### Exercise objective
Set out the records below as a numbered list, from the line with "the yellow railing." to the line with "Category: bald head", both included, and leave out any blank lines.

==== Information provided ====

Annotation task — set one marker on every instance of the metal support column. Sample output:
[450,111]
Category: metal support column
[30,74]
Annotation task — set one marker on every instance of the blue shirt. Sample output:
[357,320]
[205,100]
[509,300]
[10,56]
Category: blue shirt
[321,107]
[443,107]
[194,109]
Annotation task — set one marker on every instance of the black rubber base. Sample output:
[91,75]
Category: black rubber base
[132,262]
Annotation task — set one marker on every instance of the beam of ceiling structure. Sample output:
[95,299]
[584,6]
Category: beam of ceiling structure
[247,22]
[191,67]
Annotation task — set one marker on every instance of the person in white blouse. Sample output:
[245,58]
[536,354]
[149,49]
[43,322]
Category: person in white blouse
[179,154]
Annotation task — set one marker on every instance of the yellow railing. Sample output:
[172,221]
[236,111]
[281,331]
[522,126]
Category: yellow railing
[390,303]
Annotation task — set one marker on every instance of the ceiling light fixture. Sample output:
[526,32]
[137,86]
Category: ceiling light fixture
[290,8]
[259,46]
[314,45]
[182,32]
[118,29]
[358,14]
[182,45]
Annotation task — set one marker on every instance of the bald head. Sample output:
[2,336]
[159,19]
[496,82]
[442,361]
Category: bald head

====
==== Information provided ====

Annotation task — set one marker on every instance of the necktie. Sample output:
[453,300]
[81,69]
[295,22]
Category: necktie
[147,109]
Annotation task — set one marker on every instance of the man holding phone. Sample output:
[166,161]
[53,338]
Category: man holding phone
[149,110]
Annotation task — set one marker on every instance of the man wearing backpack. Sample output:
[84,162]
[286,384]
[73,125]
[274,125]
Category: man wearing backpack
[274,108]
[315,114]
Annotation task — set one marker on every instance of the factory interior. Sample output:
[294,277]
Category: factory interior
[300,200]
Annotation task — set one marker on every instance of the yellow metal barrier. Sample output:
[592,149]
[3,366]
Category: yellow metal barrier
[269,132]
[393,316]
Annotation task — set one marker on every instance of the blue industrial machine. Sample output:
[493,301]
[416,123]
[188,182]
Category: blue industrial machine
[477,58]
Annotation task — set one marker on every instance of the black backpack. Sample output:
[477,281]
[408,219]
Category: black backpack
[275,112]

====

### Exercise solution
1. Annotation task — set one marker on every instance of the yellow railing. Sample output:
2. [172,221]
3. [236,111]
4. [281,331]
5. [522,126]
6. Category: yellow railing
7. [390,303]
8. Annotation task — set one marker on every instance of the ceiling light fixture. Sample output:
9. [526,32]
10. [137,86]
11. Category: ceiling light fixture
12. [290,8]
13. [259,46]
14. [314,45]
15. [182,32]
16. [118,29]
17. [358,14]
18. [182,45]
19. Annotation task — set one marker on every instance of the bald head. Sample output:
20. [2,336]
21. [159,19]
22. [496,82]
23. [442,361]
24. Category: bald head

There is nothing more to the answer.